*Trecho do texto*.
Num universo de oito milhões de pessoas (número estimado de virginianos na
população economicamente ativa do Brasil), algumas haverão de receber
ofertas de trabalho fora do país. Dessas, as que tiverem lido a previsão e se
lembrarem dela talvez fiquem bastante impressionadas. Quanto às demais... bem,
vida que segue, não é mesmo?
Aniversário
Seria
injusto encerrar a série de colunas de 2024 sem relembrar o aniversário de 200
anos de uma medida legal que mudou radicalmente o curso da astrologia tal como
praticada no Ocidente: a entrada em vigor na Inglaterra, em 1824, da Lei contra
Vadiagem (“Vagrancy Act”).
Essa
lei determinava, entre outros casos, a punição de “todas as pessoas que,
fingindo ou alegando prever o futuro, ou usando qualquer meio, dispositivo ou
técnica oculta, por quiromancia ou de qualquer outra forma, enganem ou
perturbem os súditos de Sua Majestade”.
Dezenas
de astrólogos britânicos foram presos ou multados ao longo do século 19 por
causa da norma. Policiais chegavam a armar operações relativamente sofisticadas
para pegá-los em flagrante, no momento em que começavam a falar sobre o futuro
com o “cliente” (na verdade, um detetive disfarçado). Em 1898, a lei recebeu
uma emenda que incluiu, no rol de comportamentos proibidos, prostituição e
relações homossexuais, o que – dado o clima moral da Era Vitoriana –
acrescentou uma camada extra de estigma social às pessoas processadas sob o “Vagrancy
Act”.

*Material fornecido*.
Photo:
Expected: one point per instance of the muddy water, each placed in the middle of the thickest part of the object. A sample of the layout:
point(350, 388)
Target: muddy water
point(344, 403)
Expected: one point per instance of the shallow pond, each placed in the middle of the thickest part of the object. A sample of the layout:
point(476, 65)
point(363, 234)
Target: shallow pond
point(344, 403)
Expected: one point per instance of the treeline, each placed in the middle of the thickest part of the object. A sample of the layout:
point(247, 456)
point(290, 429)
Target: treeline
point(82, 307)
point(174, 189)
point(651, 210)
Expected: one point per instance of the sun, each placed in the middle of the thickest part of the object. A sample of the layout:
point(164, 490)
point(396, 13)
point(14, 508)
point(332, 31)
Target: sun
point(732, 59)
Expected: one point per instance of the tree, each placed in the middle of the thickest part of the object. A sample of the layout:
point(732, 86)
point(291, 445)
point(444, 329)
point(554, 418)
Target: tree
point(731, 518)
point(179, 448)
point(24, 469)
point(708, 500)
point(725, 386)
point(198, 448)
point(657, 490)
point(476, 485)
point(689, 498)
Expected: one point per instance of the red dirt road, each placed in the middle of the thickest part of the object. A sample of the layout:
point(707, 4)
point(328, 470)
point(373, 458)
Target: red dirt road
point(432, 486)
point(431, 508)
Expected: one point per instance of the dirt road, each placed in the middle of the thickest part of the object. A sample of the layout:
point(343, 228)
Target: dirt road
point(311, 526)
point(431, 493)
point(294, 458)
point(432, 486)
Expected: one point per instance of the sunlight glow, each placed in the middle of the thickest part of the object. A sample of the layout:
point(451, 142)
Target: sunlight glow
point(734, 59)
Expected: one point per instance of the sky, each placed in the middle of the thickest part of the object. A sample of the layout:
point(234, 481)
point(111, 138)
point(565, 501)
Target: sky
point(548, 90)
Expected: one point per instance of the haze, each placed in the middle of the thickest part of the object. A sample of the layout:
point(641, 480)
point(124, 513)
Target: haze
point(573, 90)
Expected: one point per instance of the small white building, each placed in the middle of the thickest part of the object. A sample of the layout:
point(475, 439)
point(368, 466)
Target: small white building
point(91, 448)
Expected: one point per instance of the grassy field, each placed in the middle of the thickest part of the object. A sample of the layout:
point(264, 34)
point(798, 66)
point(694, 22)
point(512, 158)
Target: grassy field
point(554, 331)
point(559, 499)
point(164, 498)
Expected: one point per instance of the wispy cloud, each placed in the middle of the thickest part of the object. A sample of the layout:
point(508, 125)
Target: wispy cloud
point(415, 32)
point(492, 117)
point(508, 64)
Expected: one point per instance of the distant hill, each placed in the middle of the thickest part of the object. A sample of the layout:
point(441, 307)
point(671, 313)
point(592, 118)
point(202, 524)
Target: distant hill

*Instrução*. Copie, do texto sobre a Lei contra Vadiagem, o segmento que vai de "Num universo de" até "não é mesmo?", sem qualquer alteração.

*Resposta*.
Num universo de oito milhões de pessoas (número estimado de virginianos na
população economicamente ativa do Brasil), algumas haverão de receber
ofertas de trabalho fora do país. Dessas, as que tiverem lido a previsão e se
lembrarem dela talvez fiquem bastante impressionadas. Quanto às demais... bem,
vida que segue, não é mesmo?